**Problem to work on**
Give the records from the start through the line that contains "x=298 y=401" as a two-column CSV with the headers text and answer. Each row holds one record's text and its answer, each in a single quoted field with line breaks turned into spaces.

**Records shown**
◇ ◇ ◇ ◇ ◇ ◇ ◇

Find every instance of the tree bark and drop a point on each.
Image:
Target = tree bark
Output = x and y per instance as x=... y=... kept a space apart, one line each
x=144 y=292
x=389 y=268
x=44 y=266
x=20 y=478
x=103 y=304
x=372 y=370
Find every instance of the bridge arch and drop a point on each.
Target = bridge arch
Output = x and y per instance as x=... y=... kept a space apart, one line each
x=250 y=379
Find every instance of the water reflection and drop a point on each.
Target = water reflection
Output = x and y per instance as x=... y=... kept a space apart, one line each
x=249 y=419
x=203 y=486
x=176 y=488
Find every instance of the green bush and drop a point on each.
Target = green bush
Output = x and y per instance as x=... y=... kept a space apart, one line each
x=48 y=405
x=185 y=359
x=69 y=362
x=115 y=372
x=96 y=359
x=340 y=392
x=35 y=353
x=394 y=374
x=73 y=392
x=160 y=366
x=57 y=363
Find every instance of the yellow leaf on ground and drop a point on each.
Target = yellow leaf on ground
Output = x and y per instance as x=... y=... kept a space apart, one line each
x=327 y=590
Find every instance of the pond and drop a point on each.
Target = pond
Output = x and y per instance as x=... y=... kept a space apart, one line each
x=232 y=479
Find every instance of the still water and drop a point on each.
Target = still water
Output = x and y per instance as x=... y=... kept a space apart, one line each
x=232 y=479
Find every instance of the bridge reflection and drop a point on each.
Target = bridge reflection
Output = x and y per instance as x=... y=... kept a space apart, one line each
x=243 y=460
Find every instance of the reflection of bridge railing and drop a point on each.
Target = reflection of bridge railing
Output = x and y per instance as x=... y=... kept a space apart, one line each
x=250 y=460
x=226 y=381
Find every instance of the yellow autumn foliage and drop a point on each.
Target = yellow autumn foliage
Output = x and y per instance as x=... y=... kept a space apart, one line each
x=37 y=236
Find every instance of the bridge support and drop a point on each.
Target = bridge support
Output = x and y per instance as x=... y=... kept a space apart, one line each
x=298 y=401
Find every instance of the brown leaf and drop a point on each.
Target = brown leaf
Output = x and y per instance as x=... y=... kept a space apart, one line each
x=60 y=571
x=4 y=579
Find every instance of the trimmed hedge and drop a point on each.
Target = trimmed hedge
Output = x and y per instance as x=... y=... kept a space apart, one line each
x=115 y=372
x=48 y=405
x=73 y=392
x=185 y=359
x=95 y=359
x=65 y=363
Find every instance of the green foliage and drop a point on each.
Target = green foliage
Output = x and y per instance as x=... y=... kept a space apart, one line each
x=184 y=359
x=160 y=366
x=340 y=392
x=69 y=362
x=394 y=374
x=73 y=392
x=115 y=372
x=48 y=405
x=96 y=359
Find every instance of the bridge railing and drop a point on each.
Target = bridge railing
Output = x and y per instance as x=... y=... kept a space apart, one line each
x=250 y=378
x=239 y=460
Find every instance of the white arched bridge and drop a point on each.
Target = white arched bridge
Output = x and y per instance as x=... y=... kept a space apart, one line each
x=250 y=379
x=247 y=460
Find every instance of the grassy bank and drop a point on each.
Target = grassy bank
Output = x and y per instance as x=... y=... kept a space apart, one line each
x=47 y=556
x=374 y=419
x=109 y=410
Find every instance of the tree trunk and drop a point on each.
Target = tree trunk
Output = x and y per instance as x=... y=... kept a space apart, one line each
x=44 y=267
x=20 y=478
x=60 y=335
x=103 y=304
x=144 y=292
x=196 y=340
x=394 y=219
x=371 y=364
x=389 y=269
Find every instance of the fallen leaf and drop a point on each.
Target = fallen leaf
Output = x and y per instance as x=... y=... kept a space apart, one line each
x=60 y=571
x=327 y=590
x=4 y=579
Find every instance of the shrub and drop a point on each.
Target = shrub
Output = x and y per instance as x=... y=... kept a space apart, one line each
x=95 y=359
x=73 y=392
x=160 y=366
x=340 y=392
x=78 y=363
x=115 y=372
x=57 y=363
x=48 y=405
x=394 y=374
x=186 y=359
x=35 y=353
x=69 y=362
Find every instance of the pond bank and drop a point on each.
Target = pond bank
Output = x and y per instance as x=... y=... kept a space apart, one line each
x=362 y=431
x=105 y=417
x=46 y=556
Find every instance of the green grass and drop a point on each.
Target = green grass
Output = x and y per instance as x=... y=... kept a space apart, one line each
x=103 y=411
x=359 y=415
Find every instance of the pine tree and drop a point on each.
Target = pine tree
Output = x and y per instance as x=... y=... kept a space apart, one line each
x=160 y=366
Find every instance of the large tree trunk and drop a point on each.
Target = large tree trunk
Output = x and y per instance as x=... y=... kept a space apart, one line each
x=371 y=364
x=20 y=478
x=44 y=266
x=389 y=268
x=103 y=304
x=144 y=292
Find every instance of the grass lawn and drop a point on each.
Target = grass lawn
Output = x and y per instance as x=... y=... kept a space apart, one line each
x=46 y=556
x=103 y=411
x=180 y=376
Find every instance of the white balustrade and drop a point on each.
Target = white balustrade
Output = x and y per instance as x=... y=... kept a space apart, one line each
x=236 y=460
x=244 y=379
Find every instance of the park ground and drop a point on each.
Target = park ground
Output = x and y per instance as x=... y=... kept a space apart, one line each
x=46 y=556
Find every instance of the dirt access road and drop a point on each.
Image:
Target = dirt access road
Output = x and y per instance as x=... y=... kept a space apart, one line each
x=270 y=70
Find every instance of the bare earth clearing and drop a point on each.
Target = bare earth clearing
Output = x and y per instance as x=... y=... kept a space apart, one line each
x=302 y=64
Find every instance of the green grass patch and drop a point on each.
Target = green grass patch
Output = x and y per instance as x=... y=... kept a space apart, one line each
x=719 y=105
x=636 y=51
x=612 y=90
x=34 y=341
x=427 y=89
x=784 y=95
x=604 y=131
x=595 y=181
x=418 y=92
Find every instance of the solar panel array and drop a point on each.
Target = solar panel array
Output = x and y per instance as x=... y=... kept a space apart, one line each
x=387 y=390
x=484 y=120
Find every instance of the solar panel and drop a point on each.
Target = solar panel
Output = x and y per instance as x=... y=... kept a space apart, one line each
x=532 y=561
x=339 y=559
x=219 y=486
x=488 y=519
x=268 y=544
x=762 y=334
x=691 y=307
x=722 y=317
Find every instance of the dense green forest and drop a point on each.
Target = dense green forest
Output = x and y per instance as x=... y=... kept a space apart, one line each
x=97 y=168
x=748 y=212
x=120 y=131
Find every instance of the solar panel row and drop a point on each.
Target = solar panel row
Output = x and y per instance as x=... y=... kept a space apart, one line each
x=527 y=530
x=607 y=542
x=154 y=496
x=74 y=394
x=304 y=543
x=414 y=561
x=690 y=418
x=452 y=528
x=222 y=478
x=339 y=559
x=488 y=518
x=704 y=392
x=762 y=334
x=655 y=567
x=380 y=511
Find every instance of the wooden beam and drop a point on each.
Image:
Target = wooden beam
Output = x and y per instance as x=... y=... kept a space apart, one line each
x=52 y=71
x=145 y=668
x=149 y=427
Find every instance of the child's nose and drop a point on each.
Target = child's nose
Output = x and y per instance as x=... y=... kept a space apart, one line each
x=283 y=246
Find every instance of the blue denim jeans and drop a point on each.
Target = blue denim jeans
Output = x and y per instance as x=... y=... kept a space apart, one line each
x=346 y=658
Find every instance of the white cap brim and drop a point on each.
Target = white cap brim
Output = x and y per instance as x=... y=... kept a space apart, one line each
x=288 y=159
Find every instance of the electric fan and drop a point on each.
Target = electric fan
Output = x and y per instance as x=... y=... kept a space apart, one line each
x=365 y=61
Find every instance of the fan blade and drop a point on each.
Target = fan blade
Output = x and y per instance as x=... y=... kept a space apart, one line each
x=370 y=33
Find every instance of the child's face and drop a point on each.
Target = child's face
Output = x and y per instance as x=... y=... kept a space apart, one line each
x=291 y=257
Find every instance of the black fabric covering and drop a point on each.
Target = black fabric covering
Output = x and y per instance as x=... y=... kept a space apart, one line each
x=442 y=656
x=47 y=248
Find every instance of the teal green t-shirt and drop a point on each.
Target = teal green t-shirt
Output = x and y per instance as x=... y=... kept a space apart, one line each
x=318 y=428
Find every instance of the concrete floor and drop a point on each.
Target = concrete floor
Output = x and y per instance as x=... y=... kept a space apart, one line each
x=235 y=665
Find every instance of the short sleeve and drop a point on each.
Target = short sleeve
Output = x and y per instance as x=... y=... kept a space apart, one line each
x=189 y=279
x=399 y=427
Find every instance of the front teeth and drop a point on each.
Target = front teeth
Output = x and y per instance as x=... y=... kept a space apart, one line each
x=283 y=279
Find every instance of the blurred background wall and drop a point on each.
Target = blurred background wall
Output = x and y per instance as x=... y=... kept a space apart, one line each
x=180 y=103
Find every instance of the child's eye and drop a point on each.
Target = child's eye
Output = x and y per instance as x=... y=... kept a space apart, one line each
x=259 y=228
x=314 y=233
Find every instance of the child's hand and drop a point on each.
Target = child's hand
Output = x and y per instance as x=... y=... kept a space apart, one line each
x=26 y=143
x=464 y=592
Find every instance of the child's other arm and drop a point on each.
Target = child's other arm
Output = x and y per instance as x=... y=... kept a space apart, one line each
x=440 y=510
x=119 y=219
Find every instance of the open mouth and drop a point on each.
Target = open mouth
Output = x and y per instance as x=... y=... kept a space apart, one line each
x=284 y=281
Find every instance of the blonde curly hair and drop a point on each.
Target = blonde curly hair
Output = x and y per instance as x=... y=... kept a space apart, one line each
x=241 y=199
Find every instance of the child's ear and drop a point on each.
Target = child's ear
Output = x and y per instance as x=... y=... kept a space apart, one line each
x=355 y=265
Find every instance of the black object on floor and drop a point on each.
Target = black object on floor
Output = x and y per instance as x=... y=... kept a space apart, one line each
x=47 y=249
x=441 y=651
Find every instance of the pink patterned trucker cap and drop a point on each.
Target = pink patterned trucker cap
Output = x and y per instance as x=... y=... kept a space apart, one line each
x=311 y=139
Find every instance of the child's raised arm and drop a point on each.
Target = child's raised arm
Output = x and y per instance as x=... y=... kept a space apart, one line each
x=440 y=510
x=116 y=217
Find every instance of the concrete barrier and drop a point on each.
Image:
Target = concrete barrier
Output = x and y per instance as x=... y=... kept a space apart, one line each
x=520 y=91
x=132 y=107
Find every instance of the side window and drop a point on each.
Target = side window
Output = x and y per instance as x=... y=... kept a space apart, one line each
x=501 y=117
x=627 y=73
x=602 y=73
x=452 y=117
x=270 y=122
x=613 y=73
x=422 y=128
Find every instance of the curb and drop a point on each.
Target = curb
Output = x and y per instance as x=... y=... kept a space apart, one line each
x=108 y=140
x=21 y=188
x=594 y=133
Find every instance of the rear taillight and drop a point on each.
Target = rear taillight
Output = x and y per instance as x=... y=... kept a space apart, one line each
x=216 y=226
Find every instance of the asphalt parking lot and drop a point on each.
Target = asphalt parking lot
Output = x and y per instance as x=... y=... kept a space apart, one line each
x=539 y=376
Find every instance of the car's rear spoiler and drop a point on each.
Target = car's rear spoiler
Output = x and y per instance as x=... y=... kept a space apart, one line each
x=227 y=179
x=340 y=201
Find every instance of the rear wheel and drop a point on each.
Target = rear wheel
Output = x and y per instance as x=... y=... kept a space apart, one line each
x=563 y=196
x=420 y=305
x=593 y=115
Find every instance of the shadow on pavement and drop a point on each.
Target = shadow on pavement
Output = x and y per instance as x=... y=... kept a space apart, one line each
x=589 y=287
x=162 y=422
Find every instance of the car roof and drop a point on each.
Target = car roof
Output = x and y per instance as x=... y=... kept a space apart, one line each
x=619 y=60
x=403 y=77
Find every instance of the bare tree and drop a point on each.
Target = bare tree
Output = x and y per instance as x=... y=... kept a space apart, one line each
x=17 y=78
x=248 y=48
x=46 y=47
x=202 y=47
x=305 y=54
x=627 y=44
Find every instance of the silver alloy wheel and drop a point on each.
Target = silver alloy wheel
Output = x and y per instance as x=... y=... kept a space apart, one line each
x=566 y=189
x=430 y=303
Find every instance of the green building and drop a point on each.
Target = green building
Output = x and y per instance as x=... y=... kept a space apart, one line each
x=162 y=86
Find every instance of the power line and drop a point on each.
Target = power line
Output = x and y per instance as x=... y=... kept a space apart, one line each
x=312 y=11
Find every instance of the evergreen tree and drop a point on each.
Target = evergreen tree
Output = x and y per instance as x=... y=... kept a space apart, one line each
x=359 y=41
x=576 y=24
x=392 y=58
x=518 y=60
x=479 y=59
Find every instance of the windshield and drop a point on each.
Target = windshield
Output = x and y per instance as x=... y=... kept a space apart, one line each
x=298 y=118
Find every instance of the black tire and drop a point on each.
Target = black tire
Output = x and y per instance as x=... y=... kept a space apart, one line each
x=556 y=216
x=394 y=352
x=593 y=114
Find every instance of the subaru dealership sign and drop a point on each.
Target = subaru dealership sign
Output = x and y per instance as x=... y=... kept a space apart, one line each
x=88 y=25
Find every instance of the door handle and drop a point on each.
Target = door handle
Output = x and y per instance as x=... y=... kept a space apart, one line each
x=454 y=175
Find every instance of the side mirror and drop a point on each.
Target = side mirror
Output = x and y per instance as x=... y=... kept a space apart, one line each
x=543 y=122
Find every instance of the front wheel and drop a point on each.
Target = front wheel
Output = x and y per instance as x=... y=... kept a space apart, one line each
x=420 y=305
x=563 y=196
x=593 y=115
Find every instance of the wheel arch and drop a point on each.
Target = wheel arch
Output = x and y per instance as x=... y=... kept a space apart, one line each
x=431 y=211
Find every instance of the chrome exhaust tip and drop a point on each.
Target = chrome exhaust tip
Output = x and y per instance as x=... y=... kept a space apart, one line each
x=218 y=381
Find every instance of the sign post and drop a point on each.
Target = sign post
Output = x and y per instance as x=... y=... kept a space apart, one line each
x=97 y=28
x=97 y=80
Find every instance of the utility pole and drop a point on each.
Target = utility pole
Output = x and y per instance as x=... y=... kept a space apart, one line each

◇ ◇ ◇ ◇ ◇ ◇ ◇

**Result**
text,answer
"Find every instance of the tree bark and drop a point on each. Image: Target = tree bark Output = x and y per instance as x=... y=... kept a space apart, one line each","x=144 y=292 x=389 y=268 x=44 y=266 x=20 y=478 x=103 y=304 x=372 y=370"
"Find every instance of the bridge arch and drop a point on each. Target = bridge arch Output = x and y per instance as x=... y=... kept a space apart, one line each","x=250 y=379"
"Find every instance of the water reflection and drop a point on each. Target = water reflection Output = x and y per instance as x=... y=... kept a space apart, one line each","x=249 y=419 x=203 y=486 x=176 y=488"
"Find every instance of the green bush and drop a point on each. Target = green bush Output = x and y per instance as x=... y=... kept a space apart, one line each","x=48 y=405 x=185 y=359 x=69 y=362 x=115 y=372 x=96 y=359 x=340 y=392 x=35 y=353 x=394 y=374 x=73 y=392 x=160 y=366 x=57 y=363"
"Find every instance of the yellow leaf on ground and drop a point on each. Target = yellow leaf on ground Output = x and y per instance as x=... y=... kept a space apart, one line each","x=327 y=590"
"Find every instance of the pond and drop a point on each. Target = pond Output = x and y per instance as x=... y=... kept a space apart, one line each","x=232 y=479"
"Find every instance of the still water and drop a point on each. Target = still water Output = x and y per instance as x=... y=... kept a space apart, one line each","x=232 y=479"
"Find every instance of the bridge reflection and drop a point on each. Target = bridge reflection Output = x and y per instance as x=... y=... kept a space apart, one line each","x=243 y=460"
"Find every instance of the reflection of bridge railing and drop a point on each. Target = reflection of bridge railing Output = x and y per instance as x=... y=... kept a space apart, one line each","x=250 y=460 x=226 y=381"
"Find every instance of the yellow autumn foliage and drop a point on each. Target = yellow autumn foliage Output = x and y per instance as x=... y=... kept a space apart, one line each","x=37 y=236"
"Find every instance of the bridge support and drop a point on each. Target = bridge support Output = x and y per instance as x=... y=... kept a space apart, one line each","x=298 y=401"